# REQUIRED TASK:
Which lines in the records below contain the string "cloud" with its capitalization matching exactly? Pull out each such line and copy it whole.

# GIVEN DATA:
········

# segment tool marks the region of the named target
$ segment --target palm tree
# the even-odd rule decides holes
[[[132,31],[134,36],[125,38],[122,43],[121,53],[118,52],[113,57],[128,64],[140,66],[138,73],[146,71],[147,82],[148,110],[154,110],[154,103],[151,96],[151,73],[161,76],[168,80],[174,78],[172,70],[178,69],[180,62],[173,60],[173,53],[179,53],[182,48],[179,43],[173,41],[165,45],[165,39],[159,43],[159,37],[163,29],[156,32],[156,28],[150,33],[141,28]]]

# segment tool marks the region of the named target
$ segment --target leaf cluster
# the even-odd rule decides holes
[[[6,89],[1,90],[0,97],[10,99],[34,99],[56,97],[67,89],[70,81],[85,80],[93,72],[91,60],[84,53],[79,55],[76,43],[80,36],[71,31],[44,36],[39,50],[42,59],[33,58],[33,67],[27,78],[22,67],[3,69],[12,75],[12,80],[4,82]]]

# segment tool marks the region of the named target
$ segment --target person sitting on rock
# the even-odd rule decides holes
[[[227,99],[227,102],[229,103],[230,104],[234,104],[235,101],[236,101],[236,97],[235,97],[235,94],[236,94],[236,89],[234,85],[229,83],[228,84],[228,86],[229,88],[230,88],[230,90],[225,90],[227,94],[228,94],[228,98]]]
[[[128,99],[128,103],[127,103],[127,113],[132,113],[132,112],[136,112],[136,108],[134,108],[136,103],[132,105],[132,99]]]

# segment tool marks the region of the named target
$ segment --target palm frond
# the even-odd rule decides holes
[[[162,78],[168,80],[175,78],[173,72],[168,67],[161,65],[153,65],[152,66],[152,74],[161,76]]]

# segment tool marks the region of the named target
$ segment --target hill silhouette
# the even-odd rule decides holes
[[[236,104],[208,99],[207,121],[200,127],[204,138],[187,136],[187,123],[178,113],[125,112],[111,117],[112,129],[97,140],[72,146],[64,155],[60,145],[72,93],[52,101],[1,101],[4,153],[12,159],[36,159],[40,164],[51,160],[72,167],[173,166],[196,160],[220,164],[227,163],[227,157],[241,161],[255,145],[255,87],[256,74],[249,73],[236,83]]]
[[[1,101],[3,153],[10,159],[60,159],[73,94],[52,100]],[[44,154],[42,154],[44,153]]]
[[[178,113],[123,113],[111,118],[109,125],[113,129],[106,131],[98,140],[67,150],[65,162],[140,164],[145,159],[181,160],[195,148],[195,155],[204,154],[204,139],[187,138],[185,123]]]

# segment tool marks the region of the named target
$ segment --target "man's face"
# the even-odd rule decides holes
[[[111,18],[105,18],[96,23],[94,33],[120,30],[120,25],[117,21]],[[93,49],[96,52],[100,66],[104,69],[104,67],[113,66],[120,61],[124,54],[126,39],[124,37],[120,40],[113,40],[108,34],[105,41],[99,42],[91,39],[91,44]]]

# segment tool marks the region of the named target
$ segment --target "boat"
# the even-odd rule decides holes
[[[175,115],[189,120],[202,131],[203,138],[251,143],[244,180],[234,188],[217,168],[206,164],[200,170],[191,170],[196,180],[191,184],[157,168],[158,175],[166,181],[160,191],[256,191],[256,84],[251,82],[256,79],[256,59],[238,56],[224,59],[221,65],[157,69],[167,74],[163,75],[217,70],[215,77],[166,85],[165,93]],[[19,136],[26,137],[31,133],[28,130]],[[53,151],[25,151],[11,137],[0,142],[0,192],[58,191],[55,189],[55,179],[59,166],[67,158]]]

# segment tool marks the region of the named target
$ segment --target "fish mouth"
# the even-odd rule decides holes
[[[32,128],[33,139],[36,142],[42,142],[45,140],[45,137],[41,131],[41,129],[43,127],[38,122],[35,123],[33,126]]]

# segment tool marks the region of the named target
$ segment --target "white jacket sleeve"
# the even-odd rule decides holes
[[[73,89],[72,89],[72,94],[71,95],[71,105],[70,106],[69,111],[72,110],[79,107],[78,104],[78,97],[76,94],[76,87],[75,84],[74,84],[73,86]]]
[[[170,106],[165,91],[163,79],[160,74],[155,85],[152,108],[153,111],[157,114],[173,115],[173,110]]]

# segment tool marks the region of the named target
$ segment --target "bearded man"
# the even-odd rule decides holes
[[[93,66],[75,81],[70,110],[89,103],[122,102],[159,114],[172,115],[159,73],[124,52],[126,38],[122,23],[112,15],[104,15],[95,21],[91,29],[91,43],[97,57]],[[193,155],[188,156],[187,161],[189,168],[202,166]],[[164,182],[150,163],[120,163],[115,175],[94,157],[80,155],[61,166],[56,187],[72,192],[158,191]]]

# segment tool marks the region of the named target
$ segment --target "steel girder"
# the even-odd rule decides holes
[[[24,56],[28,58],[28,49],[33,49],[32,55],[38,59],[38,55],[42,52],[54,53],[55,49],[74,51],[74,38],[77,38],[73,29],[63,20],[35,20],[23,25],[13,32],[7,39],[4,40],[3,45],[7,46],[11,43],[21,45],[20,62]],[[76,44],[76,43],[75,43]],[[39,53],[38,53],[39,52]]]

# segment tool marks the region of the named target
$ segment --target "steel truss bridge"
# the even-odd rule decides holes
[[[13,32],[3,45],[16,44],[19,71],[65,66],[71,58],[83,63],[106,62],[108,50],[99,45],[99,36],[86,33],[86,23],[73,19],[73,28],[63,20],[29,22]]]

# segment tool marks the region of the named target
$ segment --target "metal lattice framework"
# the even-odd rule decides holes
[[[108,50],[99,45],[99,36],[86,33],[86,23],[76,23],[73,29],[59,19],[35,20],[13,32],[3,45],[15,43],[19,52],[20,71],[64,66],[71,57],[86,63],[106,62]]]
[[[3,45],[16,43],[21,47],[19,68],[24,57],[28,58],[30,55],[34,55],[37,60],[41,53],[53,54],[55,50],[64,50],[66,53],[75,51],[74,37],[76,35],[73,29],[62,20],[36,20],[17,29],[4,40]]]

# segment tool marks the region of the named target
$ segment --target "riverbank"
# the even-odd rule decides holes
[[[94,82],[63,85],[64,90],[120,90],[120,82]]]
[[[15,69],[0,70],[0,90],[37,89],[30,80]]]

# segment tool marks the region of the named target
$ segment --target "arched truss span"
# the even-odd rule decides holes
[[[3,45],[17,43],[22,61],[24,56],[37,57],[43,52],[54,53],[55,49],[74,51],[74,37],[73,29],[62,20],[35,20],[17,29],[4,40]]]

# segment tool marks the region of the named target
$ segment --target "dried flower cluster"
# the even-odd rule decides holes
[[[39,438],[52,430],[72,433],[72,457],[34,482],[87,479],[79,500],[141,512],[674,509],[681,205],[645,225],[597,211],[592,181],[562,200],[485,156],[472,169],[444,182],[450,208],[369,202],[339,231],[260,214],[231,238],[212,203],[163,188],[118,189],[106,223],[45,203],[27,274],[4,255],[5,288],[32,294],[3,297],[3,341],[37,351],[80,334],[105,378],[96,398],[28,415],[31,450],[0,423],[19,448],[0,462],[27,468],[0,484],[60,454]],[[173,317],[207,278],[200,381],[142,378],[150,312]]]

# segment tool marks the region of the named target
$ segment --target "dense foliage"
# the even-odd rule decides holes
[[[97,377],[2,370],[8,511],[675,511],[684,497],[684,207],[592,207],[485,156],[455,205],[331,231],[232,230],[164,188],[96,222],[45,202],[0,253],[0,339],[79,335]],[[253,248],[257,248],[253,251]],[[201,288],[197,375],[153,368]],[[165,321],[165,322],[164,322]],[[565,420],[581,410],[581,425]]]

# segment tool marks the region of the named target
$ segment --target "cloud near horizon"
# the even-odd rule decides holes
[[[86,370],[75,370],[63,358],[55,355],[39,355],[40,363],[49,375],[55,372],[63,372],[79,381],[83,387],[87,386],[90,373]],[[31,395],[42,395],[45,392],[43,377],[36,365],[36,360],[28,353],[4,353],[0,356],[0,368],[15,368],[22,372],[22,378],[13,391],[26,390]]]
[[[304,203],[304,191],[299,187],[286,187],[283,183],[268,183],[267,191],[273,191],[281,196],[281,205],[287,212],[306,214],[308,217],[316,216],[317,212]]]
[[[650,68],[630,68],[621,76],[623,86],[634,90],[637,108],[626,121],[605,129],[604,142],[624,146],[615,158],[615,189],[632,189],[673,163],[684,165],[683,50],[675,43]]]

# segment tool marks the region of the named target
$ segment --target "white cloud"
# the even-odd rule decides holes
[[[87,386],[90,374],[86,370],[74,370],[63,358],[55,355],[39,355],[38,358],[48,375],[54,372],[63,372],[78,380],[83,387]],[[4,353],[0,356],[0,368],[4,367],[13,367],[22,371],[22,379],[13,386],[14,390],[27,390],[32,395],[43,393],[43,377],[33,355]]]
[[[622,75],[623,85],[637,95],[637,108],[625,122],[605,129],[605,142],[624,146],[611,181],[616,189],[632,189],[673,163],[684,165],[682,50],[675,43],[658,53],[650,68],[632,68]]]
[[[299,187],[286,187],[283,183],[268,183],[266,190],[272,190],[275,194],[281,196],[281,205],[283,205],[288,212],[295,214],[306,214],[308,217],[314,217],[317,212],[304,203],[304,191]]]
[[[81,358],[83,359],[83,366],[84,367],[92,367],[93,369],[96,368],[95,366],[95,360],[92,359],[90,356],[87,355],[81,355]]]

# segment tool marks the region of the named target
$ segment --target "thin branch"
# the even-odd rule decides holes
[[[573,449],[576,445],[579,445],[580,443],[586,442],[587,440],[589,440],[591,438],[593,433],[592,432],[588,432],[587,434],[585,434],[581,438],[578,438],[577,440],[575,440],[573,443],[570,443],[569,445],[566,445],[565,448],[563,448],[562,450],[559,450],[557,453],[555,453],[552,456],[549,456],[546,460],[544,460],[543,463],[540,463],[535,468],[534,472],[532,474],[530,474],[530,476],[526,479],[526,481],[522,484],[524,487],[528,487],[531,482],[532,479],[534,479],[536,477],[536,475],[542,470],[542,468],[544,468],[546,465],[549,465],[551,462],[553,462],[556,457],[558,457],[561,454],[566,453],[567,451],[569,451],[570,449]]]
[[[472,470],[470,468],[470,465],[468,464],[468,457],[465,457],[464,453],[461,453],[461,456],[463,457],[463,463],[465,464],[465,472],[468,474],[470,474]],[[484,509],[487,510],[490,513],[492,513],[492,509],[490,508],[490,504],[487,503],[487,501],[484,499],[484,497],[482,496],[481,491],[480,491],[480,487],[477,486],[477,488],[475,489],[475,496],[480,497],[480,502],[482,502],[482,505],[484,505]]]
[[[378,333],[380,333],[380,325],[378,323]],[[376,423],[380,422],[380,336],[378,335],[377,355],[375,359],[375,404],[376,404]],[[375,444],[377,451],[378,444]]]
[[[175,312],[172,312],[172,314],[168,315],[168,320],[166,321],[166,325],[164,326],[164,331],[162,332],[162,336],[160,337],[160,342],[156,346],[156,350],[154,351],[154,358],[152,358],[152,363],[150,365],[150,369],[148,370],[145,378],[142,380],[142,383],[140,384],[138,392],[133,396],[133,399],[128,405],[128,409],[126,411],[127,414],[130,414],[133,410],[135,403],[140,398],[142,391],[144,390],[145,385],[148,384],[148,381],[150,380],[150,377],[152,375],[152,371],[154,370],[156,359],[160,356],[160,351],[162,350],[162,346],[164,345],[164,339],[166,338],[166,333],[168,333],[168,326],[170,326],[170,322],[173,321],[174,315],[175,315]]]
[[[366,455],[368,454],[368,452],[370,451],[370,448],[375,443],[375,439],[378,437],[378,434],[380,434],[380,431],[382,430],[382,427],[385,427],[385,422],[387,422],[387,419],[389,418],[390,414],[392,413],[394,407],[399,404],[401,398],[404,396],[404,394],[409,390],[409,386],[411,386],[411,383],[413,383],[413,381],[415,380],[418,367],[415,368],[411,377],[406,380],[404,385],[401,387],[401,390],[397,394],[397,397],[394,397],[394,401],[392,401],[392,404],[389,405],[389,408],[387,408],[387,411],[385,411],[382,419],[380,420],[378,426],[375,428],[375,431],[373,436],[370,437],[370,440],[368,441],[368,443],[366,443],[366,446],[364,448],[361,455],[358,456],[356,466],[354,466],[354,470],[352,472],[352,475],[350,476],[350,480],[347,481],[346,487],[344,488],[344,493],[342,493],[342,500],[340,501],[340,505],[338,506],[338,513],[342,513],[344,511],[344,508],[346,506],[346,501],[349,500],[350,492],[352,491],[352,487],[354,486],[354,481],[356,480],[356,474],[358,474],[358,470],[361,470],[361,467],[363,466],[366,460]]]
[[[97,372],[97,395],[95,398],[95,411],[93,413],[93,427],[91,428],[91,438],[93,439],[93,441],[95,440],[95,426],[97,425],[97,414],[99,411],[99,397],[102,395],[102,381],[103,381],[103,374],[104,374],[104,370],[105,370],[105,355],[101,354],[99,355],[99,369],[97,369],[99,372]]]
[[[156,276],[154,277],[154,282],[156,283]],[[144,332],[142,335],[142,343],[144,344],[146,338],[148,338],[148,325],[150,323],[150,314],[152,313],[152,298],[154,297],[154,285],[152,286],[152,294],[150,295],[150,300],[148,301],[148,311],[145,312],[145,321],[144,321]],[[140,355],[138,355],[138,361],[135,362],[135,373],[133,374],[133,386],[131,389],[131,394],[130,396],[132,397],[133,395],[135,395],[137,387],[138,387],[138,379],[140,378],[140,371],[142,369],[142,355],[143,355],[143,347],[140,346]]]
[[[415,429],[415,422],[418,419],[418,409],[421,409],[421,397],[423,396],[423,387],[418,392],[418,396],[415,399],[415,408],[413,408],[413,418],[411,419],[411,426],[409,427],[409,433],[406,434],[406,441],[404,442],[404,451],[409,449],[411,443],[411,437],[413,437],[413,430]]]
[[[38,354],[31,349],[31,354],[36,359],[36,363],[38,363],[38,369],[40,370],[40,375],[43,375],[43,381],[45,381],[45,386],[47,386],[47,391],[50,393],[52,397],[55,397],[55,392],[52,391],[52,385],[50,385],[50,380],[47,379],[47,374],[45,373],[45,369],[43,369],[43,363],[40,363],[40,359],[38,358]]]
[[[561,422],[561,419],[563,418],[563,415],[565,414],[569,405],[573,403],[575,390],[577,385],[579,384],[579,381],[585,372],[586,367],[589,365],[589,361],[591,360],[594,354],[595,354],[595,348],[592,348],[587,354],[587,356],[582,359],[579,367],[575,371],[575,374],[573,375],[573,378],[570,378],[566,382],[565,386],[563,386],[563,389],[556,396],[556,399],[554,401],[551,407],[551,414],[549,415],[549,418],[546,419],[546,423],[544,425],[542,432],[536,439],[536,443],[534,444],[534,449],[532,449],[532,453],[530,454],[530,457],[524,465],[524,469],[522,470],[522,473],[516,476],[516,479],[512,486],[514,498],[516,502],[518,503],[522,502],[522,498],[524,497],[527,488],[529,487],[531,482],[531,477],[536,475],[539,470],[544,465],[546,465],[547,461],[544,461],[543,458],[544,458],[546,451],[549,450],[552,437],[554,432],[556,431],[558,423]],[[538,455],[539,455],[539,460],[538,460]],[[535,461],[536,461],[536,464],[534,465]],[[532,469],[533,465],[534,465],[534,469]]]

········

# EXPECTED OUTPUT:
$ segment --target "cloud near horizon"
$ segment --target "white cloud"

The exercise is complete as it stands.